[Document extract Boundary: Start]

Unfortunately, there’s a group of U.S. citizens who can’t enjoy the taste of a blistery frank, nestled in a fluffy, white bun: vegetarians. Sure, it’s by choice, but whatever — hot dogs are hot dogs and the desire for a summer dog only increases when you can’t have one.

Thankfully, the soy industry has provided vegetarians with a similarly shaped food alternative in the form of veggie dogs. And while veggie dogs are possibly the only thing with ingredients that sound scarier than a hot dog’s (Oscar Mayer’s 12-ingredient mechanically separated turkey, chicken, pork and corn syrup versus MorningStar Farms’ 40-ingredient hydrolyzed soy protein, corn gluten and red dye 40) they are also notoriously difficult to cook. 

Throw a conventional hot dog on a Weber, wait for a Maillard reaction (aka browning) and some grill lines and then pop that thing off; most dogs are pre-cooked so you just need to heat them to your taste.

Veggie dogs, on the other hand, generally need to reach an internal temperature of 165ish degrees and most brands recommend boiling as a preferred cooking method. Gross. 

So here are some tips to apply — or to tell your grill master — when you’re trying to join the dog pack.

1. Always bring your own dogs. Most people don’t have veggie dogs sitting around.

2. Meat substitutes stick to the grill, so brush the dog with some canola oil before grilling.

3. Cook the dogs on a preheated grill using indirect heat. Placing dogs on direct heat will cause the skin to bubble and burn without actually heating the inside.

4. Caitlin Bertsch, lunch counter manager at Park + Vine, recommends a short grilling time (eight to 10 minutes) for dogs. “They cook pretty quickly and can dry out fast without looking burnt,” she says. Veggie dogs don’t react to heat the same way meat does. Fat keeps grilling meats moist; hydrolyzed vegetable protein does not. Keeping a veggie dog on the grill too long will make it rubbery(er).

6. Always bring some fruit and veggies to grill, too. Bertsch recommends dousing veggies in olive oil with salt and pepper, herbs or garlic before grilling. “Make sure the grill is super hot and grill each side for about 10-15 minutes,” she says. “Don’t be afraid to try something different! Park + Vine served grilled watermelon and peaches at their anniversary party this past Friday.”

[Document extract Boundary: End]
[Stored data Boundary: Start]

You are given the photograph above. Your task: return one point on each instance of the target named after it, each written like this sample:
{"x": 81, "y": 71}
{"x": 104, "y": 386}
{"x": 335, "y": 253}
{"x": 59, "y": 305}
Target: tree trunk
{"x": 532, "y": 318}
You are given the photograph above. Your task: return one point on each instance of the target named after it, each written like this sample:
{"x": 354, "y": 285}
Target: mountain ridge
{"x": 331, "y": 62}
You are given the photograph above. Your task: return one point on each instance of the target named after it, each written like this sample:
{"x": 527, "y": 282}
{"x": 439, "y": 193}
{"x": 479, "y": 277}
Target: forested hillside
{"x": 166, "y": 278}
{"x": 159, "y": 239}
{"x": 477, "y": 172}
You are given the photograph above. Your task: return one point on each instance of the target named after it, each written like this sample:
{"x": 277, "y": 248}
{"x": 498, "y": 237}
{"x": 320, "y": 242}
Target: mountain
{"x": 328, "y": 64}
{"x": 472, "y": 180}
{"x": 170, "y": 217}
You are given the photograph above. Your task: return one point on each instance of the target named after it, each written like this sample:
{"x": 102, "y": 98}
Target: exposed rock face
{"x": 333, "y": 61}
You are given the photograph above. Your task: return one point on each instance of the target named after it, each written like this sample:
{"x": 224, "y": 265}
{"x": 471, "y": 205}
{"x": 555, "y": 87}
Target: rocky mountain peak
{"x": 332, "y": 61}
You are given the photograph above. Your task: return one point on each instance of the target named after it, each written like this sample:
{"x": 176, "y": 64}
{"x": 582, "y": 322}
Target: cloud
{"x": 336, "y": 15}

[Stored data Boundary: End]
[Stored data Boundary: Start]

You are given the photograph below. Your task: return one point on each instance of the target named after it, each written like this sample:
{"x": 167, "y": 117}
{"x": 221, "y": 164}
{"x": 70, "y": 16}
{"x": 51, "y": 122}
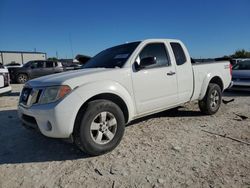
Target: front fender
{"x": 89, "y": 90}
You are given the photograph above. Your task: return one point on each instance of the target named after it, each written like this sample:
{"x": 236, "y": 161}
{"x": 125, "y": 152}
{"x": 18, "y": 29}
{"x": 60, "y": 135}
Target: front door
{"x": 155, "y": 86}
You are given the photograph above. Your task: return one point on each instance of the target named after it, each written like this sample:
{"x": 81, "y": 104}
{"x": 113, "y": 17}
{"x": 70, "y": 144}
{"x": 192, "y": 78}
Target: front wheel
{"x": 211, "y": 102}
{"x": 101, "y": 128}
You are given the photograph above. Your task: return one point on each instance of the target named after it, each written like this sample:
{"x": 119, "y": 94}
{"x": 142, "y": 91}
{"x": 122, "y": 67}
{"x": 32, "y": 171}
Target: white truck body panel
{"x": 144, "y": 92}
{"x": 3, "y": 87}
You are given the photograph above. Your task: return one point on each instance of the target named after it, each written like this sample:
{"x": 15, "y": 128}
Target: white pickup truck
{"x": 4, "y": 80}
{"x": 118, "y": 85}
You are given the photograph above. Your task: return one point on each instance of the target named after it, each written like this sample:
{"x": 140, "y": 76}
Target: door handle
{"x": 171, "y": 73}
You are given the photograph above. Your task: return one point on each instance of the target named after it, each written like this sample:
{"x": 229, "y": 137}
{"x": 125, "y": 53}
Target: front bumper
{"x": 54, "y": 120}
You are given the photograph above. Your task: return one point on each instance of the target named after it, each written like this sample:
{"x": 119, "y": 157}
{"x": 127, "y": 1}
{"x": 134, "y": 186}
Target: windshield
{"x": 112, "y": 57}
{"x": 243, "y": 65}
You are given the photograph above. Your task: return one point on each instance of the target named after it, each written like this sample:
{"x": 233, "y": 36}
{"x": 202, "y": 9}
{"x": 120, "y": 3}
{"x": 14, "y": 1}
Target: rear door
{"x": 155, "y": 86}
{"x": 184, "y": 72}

[Stored data Boundary: End]

▸ What you will do:
**a.** In the veggie dog article, what grilling time does Caitlin Bertsch recommend for veggie dogs?
**b.** Retype the veggie dog article from "So here are" up to and including "make it rubbery(er).".
The items have nothing to do with what you are asked here.

▸ Results by task:
**a.** A short grilling time of eight to 10 minutes.

**b.**
So here are some tips to apply — or to tell your grill master — when you’re trying to join the dog pack.

1. Always bring your own dogs. Most people don’t have veggie dogs sitting around.

2. Meat substitutes stick to the grill, so brush the dog with some canola oil before grilling.

3. Cook the dogs on a preheated grill using indirect heat. Placing dogs on direct heat will cause the skin to bubble and burn without actually heating the inside.

4. Caitlin Bertsch, lunch counter manager at Park + Vine, recommends a short grilling time (eight to 10 minutes) for dogs. “They cook pretty quickly and can dry out fast without looking burnt,” she says. Veggie dogs don’t react to heat the same way meat does. Fat keeps grilling meats moist; hydrolyzed vegetable protein does not. Keeping a veggie dog on the grill too long will make it rubbery(er).